- [Requirement]: Exactly as written, print each record in the listing.

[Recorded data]
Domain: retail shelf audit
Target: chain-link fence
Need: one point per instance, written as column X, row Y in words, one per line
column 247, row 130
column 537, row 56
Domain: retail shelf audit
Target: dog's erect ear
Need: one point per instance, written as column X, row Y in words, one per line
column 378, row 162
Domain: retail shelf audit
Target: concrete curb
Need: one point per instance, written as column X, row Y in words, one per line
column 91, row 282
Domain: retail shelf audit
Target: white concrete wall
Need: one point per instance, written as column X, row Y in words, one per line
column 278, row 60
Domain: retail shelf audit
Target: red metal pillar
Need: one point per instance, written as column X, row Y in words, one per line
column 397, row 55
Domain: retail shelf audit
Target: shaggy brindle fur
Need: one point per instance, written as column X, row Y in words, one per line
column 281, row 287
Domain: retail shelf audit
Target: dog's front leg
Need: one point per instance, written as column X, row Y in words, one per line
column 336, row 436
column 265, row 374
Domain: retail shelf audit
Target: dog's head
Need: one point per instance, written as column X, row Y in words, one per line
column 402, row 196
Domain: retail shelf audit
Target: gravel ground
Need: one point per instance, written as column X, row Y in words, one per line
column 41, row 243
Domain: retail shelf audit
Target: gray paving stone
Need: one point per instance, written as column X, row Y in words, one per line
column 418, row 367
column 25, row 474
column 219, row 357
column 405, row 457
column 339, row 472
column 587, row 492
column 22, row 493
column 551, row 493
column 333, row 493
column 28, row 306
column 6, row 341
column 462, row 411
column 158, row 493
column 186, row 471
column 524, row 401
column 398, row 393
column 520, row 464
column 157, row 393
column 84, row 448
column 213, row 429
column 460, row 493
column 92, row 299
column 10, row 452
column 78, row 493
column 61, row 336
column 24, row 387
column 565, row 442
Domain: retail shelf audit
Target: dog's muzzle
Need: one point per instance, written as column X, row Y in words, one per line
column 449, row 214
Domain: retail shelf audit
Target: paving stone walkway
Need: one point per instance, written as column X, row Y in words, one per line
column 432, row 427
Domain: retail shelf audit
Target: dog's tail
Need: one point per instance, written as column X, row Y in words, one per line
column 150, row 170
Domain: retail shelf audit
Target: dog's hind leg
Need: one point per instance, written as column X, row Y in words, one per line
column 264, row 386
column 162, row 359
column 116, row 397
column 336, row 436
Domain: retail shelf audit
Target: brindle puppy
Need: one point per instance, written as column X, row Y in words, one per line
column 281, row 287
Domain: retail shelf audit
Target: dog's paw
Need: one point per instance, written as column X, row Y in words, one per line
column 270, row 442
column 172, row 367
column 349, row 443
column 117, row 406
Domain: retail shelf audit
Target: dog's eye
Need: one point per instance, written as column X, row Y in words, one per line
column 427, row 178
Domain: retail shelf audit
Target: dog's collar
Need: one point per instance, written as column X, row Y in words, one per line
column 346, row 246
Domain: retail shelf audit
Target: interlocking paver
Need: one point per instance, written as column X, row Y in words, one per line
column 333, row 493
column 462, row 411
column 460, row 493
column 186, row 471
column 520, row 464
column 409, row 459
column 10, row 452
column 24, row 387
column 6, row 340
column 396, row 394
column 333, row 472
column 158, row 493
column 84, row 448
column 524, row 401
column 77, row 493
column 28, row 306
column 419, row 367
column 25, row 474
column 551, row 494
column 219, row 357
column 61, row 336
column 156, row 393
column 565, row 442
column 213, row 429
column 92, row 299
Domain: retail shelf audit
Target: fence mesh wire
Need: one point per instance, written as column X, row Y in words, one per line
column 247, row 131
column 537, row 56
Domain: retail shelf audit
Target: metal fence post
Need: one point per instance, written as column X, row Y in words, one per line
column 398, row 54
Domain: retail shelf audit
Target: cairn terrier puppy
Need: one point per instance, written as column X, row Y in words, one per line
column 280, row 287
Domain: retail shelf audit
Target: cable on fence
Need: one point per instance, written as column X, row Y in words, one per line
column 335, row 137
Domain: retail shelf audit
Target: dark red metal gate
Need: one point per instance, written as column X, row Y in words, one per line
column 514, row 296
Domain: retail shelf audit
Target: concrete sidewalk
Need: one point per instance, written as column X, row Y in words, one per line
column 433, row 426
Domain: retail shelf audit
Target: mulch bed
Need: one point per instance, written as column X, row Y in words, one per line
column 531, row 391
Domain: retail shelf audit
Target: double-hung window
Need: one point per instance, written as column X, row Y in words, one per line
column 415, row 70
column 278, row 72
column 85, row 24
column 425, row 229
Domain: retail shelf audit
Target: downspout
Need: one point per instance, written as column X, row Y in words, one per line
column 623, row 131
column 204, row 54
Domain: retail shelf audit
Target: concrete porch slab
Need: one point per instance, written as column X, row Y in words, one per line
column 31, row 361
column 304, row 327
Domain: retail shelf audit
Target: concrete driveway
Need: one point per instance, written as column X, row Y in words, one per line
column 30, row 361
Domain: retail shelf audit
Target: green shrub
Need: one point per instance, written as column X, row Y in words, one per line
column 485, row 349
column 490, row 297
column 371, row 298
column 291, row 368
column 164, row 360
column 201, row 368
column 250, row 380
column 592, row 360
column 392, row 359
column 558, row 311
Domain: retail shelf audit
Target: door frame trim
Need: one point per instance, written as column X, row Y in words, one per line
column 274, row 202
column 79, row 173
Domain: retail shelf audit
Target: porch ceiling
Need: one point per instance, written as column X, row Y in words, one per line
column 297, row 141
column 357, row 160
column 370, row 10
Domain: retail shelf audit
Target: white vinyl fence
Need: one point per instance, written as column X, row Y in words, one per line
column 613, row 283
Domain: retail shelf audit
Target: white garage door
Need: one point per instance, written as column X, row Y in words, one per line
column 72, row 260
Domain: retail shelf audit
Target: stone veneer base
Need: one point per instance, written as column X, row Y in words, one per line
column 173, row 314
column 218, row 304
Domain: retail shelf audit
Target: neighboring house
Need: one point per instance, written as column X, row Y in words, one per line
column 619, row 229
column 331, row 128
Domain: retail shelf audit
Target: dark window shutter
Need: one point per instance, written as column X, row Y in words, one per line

- [Exercise solution]:
Domain: retail shelf audit
Target: chain-link fence
Need: one point per instance, written as column X, row Y in words, one per line
column 247, row 130
column 537, row 56
Domain: retail shelf audit
Target: dog's erect ear
Need: one point per instance, written as column X, row Y in words, one per line
column 378, row 162
Domain: retail shelf audit
Target: concrete curb
Need: one point per instance, written as column X, row Y in words, one per line
column 91, row 282
Domain: retail shelf audit
Target: white concrete wall
Need: one point per instance, written as column X, row Y in words, one per line
column 278, row 60
Domain: retail shelf audit
Target: red metal pillar
Need: one point per instance, written as column X, row Y in words, one per line
column 397, row 55
Domain: retail shelf audit
Target: shaggy brindle fur
Need: one point per instance, written as column X, row Y in words, one per line
column 281, row 287
Domain: retail shelf audit
Target: dog's front leg
Need: one point per instance, written as column X, row Y in words, one per line
column 336, row 436
column 265, row 374
Domain: retail shelf audit
Target: dog's head
Need: one point per instance, written as column X, row Y in words, one per line
column 402, row 196
Domain: retail shelf audit
Target: gravel ground
Need: one point per instance, written as column X, row Y in words, one per line
column 41, row 243
Domain: retail shelf audit
Target: gray paving stone
Need: one point per instance, written as column X, row Y in words, one per line
column 418, row 367
column 25, row 474
column 219, row 357
column 405, row 457
column 339, row 472
column 587, row 492
column 22, row 493
column 551, row 493
column 333, row 493
column 28, row 306
column 6, row 341
column 462, row 411
column 158, row 493
column 186, row 471
column 524, row 401
column 398, row 393
column 520, row 464
column 157, row 393
column 84, row 448
column 213, row 429
column 460, row 493
column 92, row 299
column 10, row 452
column 78, row 493
column 61, row 336
column 24, row 387
column 565, row 442
Domain: retail shelf audit
Target: dog's muzzle
Need: one point per instance, written as column X, row Y in words, one per line
column 449, row 214
Domain: retail shelf audit
Target: paving stone walkway
Need: one point per instance, written as column X, row Y in words, one per line
column 432, row 427
Domain: retail shelf audit
Target: dog's tail
Need: one point per instance, written as column X, row Y in words, one per line
column 150, row 170
Domain: retail shelf audit
Target: dog's hind leg
Need: one point per instance, written as column X, row Y in words, one per line
column 264, row 386
column 162, row 359
column 116, row 397
column 336, row 436
Domain: retail shelf audit
Target: brindle puppy
Need: one point per instance, written as column X, row Y in words, one per line
column 281, row 287
Domain: retail shelf audit
Target: dog's paw
Need: one point per instance, written as column X, row Y in words, one per line
column 270, row 442
column 172, row 367
column 349, row 443
column 117, row 406
Domain: retail shelf audit
Target: dog's eye
Need: one point per instance, written as column X, row Y in words, one per line
column 427, row 178
Domain: retail shelf audit
Target: dog's collar
Need: one point per instance, written as column X, row Y in words, one per line
column 346, row 246
Domain: retail shelf audit
Target: interlocking paver
Need: one point per instance, written as column X, row Y in words, one per line
column 333, row 493
column 462, row 411
column 460, row 493
column 186, row 471
column 520, row 464
column 409, row 459
column 10, row 452
column 24, row 387
column 6, row 340
column 396, row 394
column 333, row 472
column 158, row 493
column 84, row 448
column 524, row 401
column 77, row 493
column 28, row 306
column 419, row 367
column 25, row 474
column 551, row 494
column 219, row 357
column 61, row 336
column 156, row 393
column 565, row 442
column 213, row 429
column 92, row 299
Domain: retail shelf audit
Target: fence mesh wire
Need: one point per instance, written as column X, row Y in words, one per line
column 247, row 131
column 537, row 56
Domain: retail shelf audit
Target: metal fence post
Need: one point per instance, written as column X, row Y in words, one per line
column 398, row 54
Domain: retail shelf audit
Target: cairn terrier puppy
Need: one point per instance, written as column X, row Y in words, one per line
column 280, row 287
Domain: retail shelf audit
Target: cable on fence
Need: one point per instance, written as column X, row Y in words, one per line
column 335, row 137
Domain: retail shelf audit
Target: dark red metal gate
Need: one point per instance, written as column X, row Y in words, one per line
column 514, row 296
Domain: retail shelf audit
Target: concrete sidewalk
Need: one point per instance, written as column X, row Y in words, one per line
column 433, row 426
Domain: retail shelf audit
Target: mulch bed
Need: one point per instance, written as column X, row Y in words, one per line
column 531, row 391
Domain: retail shelf audit
Target: double-hung window
Need: one point per instance, written as column X, row Y in words, one per line
column 415, row 70
column 278, row 72
column 85, row 24
column 425, row 229
Domain: retail shelf audit
Target: downspout
Need: one point per instance, written as column X, row Y in words, one per line
column 623, row 131
column 204, row 54
Domain: retail shelf audit
Target: concrete porch slab
Need: one point per instance, written as column X, row Y in words, one per line
column 31, row 361
column 304, row 327
Domain: retail shelf audit
Target: concrete driveway
Need: one point per instance, written as column X, row Y in words, one per line
column 30, row 361
Domain: retail shelf audit
Target: green shrub
Need: one point per instance, written as column X, row Y in words, one per line
column 485, row 349
column 490, row 297
column 371, row 298
column 291, row 368
column 164, row 360
column 201, row 368
column 250, row 380
column 592, row 360
column 392, row 359
column 558, row 311
Domain: retail shelf audit
Target: door frame trim
Need: one point per instance, written as column X, row Y in words, one per line
column 274, row 202
column 79, row 173
Domain: retail shelf audit
Target: porch ceiling
Need: one point per instance, written as column X, row Y in words, one per line
column 297, row 141
column 357, row 160
column 370, row 10
Domain: retail shelf audit
Target: white vinyl fence
Need: one point per instance, written as column X, row Y in words, one per line
column 613, row 283
Domain: retail shelf audit
Target: white garage door
Need: one point per instance, written as column X, row Y in words, one per line
column 72, row 260
Domain: retail shelf audit
Target: stone veneer base
Need: one point per instance, written as column X, row Y in words, one per line
column 173, row 314
column 218, row 304
Domain: retail shelf audit
Target: neighboring house
Need: one point per instance, written as column X, row Y in words, one per line
column 619, row 229
column 331, row 128
Domain: retail shelf audit
Target: dark window shutter
Need: one point per instance, written as column X, row Y in words, one per line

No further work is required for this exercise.